### [GIVEN RECORDS]
*** Block opens ***

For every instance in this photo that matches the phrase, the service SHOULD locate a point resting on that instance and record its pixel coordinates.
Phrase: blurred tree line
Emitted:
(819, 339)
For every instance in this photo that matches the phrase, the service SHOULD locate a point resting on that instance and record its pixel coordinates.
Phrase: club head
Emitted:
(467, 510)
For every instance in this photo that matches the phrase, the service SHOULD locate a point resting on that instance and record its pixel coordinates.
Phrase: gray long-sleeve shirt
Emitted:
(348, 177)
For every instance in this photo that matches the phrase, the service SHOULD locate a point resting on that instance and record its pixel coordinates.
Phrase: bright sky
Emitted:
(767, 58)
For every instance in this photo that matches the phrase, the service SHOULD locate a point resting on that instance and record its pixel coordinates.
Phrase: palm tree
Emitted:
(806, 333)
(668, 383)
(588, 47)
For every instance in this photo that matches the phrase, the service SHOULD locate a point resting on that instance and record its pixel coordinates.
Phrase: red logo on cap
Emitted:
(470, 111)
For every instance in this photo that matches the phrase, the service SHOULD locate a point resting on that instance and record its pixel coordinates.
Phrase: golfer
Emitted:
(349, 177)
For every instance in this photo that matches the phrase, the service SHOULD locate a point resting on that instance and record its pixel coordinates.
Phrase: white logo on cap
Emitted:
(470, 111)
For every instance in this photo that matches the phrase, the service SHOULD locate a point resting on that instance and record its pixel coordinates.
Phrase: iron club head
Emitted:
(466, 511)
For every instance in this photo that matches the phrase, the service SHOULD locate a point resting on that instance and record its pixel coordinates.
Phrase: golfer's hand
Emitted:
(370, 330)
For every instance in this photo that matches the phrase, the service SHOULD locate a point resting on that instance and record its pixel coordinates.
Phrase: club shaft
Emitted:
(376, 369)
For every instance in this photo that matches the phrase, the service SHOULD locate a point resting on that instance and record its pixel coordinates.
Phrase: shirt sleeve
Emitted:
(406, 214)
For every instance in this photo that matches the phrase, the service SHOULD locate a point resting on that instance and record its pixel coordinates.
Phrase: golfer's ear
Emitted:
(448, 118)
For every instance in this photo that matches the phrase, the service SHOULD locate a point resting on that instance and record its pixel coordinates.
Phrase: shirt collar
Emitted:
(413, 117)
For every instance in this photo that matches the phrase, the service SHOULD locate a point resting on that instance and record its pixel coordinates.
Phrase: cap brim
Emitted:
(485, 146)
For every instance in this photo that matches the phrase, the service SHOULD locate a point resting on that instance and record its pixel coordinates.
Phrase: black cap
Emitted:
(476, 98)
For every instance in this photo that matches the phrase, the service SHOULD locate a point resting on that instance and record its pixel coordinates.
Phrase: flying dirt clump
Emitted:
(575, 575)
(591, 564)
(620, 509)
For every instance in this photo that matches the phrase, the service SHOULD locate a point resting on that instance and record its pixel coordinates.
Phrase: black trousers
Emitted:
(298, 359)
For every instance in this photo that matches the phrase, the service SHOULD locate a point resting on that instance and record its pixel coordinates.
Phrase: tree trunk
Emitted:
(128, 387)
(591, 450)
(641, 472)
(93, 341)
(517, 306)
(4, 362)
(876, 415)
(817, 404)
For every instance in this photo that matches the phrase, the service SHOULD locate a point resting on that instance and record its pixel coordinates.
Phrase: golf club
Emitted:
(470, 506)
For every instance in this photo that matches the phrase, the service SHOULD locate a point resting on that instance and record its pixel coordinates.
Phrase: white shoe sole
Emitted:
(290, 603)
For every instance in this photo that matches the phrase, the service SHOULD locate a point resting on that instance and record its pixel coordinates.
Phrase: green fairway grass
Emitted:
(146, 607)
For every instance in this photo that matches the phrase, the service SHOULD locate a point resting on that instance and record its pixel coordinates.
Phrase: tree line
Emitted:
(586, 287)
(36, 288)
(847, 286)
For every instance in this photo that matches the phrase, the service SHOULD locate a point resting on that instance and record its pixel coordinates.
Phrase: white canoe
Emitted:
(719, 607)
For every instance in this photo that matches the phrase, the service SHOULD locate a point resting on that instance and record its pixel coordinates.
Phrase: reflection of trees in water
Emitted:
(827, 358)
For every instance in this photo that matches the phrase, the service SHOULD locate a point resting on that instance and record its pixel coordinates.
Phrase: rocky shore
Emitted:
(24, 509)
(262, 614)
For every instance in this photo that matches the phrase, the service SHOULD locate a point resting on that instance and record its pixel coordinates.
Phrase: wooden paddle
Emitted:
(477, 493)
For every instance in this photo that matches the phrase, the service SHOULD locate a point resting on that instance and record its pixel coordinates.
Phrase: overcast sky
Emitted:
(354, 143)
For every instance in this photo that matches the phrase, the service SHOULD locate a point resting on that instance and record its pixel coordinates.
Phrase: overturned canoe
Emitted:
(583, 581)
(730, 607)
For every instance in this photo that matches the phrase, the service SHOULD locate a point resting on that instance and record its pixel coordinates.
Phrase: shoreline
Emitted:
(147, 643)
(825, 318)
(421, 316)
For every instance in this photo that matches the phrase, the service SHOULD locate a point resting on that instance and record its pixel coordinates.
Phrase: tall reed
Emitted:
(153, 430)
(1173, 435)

*** Block closes ***

### [PROBLEM DETAILS]
Filter the records above, keeping each line that contains the word "black".

### [ANSWER BELOW]
Phrase: black cap
Phrase: black trousers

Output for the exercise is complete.